──────── Data in this exercise ────────
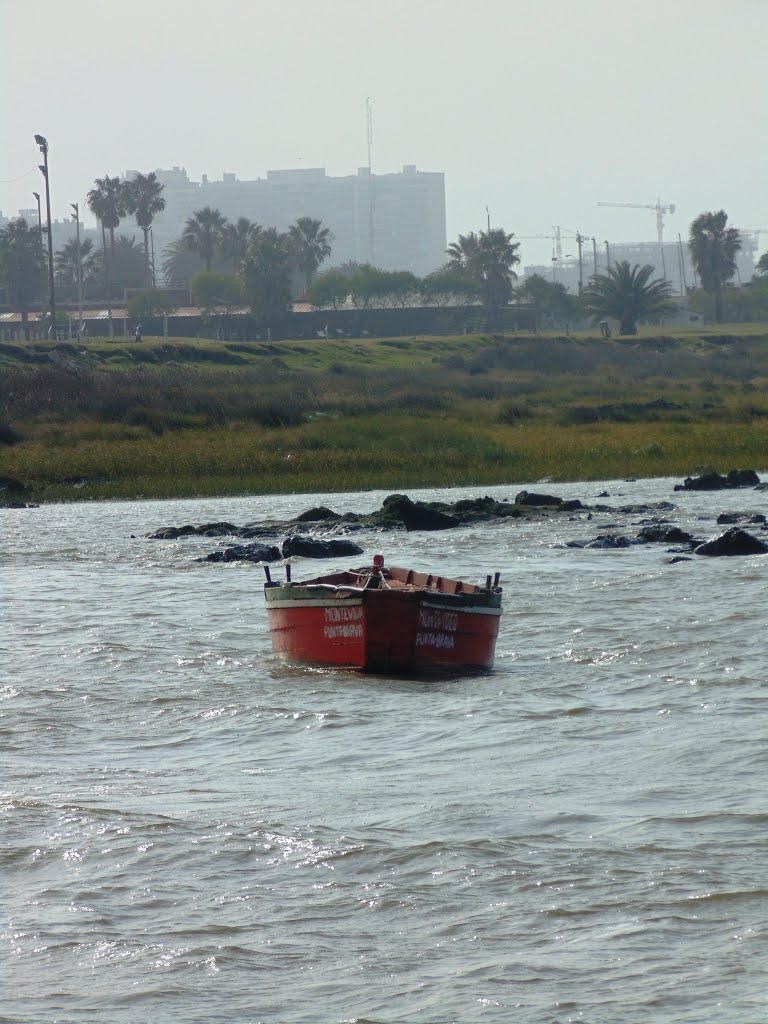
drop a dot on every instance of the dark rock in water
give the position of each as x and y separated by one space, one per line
────────
──────── Data in this exercise ────────
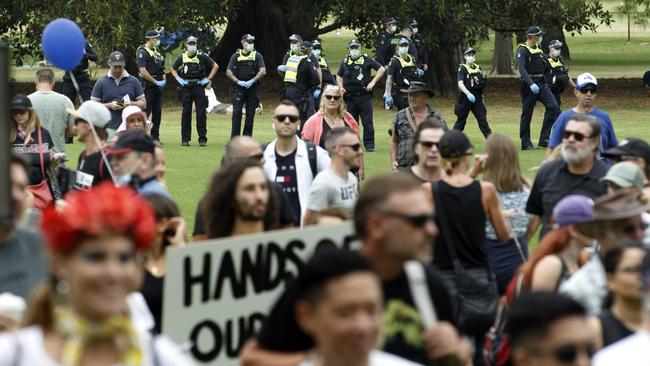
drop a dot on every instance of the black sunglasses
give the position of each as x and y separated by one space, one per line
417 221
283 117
────────
Give the number of lines above in which the word "instance" occurs, with nothing else.

2